Work task: Exclude the pictures and repeat all of the data exactly.

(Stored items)
((

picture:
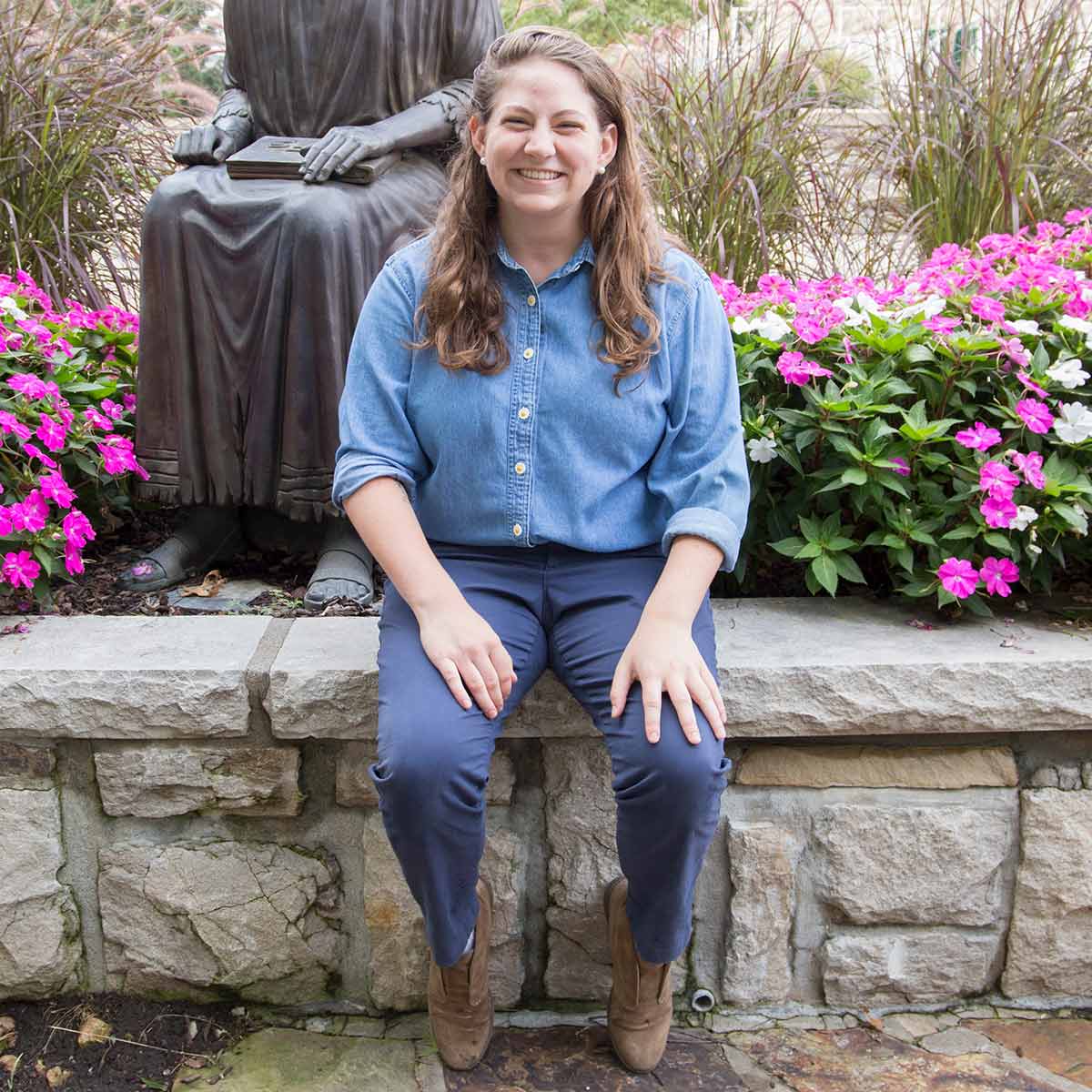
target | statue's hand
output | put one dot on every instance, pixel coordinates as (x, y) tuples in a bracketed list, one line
[(207, 146), (343, 147)]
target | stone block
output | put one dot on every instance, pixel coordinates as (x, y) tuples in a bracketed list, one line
[(194, 920), (356, 790), (41, 951), (757, 966), (1069, 778), (128, 678), (25, 767), (898, 864), (399, 950), (1046, 776), (583, 858), (325, 681), (1051, 936), (872, 967), (156, 782), (825, 765)]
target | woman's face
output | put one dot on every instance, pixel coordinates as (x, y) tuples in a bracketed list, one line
[(543, 143)]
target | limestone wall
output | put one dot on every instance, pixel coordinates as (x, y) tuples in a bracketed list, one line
[(185, 812)]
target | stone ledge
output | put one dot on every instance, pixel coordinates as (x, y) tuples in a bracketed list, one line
[(787, 669), (128, 678)]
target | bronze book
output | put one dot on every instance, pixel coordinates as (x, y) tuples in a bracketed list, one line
[(282, 157)]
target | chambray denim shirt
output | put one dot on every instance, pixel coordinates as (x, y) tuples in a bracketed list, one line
[(544, 451)]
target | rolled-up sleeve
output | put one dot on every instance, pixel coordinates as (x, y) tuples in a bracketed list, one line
[(377, 438), (700, 468)]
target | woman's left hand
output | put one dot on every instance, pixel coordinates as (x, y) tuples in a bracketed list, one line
[(661, 655), (342, 147)]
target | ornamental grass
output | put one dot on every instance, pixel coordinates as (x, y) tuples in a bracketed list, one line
[(86, 93)]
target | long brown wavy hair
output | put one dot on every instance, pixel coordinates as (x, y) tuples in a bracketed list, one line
[(462, 310)]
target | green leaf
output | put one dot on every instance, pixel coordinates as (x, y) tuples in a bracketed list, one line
[(849, 569), (789, 546), (46, 558), (809, 529), (825, 572)]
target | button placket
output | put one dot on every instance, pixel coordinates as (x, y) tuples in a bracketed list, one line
[(529, 330)]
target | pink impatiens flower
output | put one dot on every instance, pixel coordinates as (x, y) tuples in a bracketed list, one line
[(997, 480), (980, 438), (55, 489), (52, 434), (20, 569), (76, 528), (998, 511), (959, 578), (1031, 467), (794, 369), (998, 572), (991, 310), (1036, 415)]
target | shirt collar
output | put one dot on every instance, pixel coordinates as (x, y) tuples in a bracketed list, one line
[(585, 252)]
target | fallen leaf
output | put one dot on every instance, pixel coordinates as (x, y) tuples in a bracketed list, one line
[(93, 1030), (57, 1077), (211, 585)]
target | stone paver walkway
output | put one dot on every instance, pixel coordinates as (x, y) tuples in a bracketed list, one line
[(975, 1049)]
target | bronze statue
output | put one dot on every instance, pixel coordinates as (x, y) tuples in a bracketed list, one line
[(250, 288)]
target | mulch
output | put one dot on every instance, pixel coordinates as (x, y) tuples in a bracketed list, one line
[(150, 1042), (115, 550)]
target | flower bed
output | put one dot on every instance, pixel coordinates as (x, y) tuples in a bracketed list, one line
[(935, 427), (66, 419)]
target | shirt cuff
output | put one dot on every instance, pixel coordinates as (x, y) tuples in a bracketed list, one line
[(349, 479), (705, 523)]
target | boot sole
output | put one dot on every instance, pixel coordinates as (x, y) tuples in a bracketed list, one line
[(606, 915), (489, 1041)]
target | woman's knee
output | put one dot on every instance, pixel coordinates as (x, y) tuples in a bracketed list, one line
[(425, 769)]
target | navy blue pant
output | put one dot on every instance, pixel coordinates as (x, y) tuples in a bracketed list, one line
[(573, 612)]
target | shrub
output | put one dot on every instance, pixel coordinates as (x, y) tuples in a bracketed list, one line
[(928, 436), (988, 118), (66, 420), (82, 141)]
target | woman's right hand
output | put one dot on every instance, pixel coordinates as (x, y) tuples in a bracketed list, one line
[(465, 650)]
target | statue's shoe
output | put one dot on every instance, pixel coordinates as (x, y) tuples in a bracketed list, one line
[(173, 561), (339, 574)]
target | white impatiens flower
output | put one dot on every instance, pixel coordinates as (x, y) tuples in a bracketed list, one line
[(1074, 423), (1024, 519), (771, 326), (763, 450), (1068, 372)]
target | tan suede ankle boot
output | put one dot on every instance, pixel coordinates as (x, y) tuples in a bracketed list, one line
[(460, 1005), (639, 1013)]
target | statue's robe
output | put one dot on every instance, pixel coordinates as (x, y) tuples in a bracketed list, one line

))

Completed task:
picture:
target | statue's hand
output | put one dot on every instance, pixel coordinates as (x, y) tuples in a bracketed list, one line
[(207, 146), (343, 147)]
target | stone block
output | put one dot on every instance, pixel coordinates as (x, y) tuples in a bracketed list, one line
[(194, 920), (356, 790), (41, 951), (757, 966), (1069, 778), (128, 678), (25, 767), (898, 864), (399, 950), (1046, 776), (583, 858), (325, 681), (1051, 936), (872, 967), (156, 782), (825, 765)]
target | woman's face
output | put one dot on every instance, pixel coordinates as (x, y) tuples in a bracketed list, one line
[(543, 143)]
target | limestone wall
output | put one dot on every instance, pixel coordinates as (x, y) tuples in a bracketed list, one line
[(185, 812)]
target | stone ledge
output | put one dot on every instance, pixel coordinates as (x, y) tuples in a bracketed list, one line
[(787, 669), (128, 678)]
target | bronze book
output | put one dot on every instance, pixel coordinates as (x, y) tuples in a bracketed list, one line
[(282, 157)]
target | chambray denim shirt
output | put one dot on every instance, pixel coordinates as (x, y) tuples in a bracketed list, one line
[(544, 451)]
target | rolled-up sleeve
output | put one dot on every instance, pixel coordinates as (x, y) tuples in a bracketed list, one line
[(377, 438), (700, 468)]
target | woman's left hand
output | put one dot on every instance, pixel coordinates as (x, y) tuples in a bracketed list, one line
[(661, 655), (342, 147)]
target | ornamental grass
output | put one dot on every instance, pixel coordinates as (x, y) tuples in a bracketed list, one line
[(86, 93)]
target | long brown wavy hair
output | put one dot on every instance, pixel coordinates as (x, y) tuples in a bracketed list, one line
[(462, 310)]
target | green leaf
output | put one dot on every instance, pixel coordinates as (x, y) tuples in a bracketed list, one line
[(849, 569), (789, 546), (46, 558), (809, 529), (825, 572)]
target | button placket
output | put one dot on every instance, pixel coordinates as (x, y) tuples in a bracketed list, one line
[(529, 330)]
target | pink impatiens flower
output | put one dot on every instance, pixel coordinates as (x, y) tuples in a bracketed list, one line
[(997, 480), (980, 438), (55, 489), (52, 434), (20, 569), (76, 528), (998, 511), (959, 578), (1031, 467), (794, 369), (998, 572), (991, 310), (1036, 415)]
target | shirt collar
output | put one dot on every instance, pixel coordinates as (x, y) tuples in a bracketed list, one line
[(585, 252)]
target | fallen leaf
output | put one dot on every instance, pixel coordinates as (x, y) tuples in a bracketed list, one line
[(93, 1030), (57, 1077), (211, 585)]
target | stone paver walkway
output | put one dot on every instance, pixel coordinates as (x, y) tuples in a bracketed list, one line
[(975, 1049)]
target | bronze statue
output | put one dot on every instance, pixel coordinates as (x, y) tuples in a bracketed list, one line
[(250, 288)]
target | mulch
output | put one dot on every instance, pixel coordinates as (x, y) tuples in a bracketed list, one line
[(150, 1042), (115, 550)]
target | flower bed
output | put one dot on every instance, pixel coordinates as (x, y) tuples in a bracketed list, one line
[(935, 427), (66, 419)]
target | shirt cuff
output | put one dot on every instance, pixel coordinates as (x, y) tuples in a bracketed list, one line
[(349, 479), (705, 523)]
target | boot sole
output | put one dot on every instance, pixel coordinates as (x, y) tuples in a bracketed list, one line
[(606, 915), (489, 1041)]
target | woman's knee
output | put one dot on every instance, pixel coordinates as (x, y) tuples in a bracketed list, one line
[(425, 769)]
target | navy blue pant
output | put one dot on every instance, pixel coordinates as (x, y) tuples in a bracketed list, one line
[(573, 612)]
target | shrub
output | put one dot on every instance, pixel coordinates as (x, y) tuples in a bracketed list, one line
[(928, 436), (988, 118), (66, 420), (82, 141)]
target | woman's right hand
output | put one dot on every instance, pixel coordinates as (x, y) tuples in a bracketed list, one line
[(465, 650)]
target | statue's shoe
output | put one dot on every instance, pixel coordinates as (x, y) tuples in a bracketed list, one line
[(173, 561), (339, 574)]
target | white impatiens flower
output | put one dot on every instance, pixel coordinates as (x, y) tuples in a bracketed list, one line
[(1074, 423), (1024, 519), (771, 326), (763, 450), (1068, 372)]
target | tan suede ankle boot
output | put one dot on every instance, pixel coordinates as (x, y) tuples in a bracketed list, one line
[(460, 1005), (639, 1013)]
target | statue's robe
output | put one dot on every instance, pixel coordinates as (x, y) tuples in a bracketed list, one line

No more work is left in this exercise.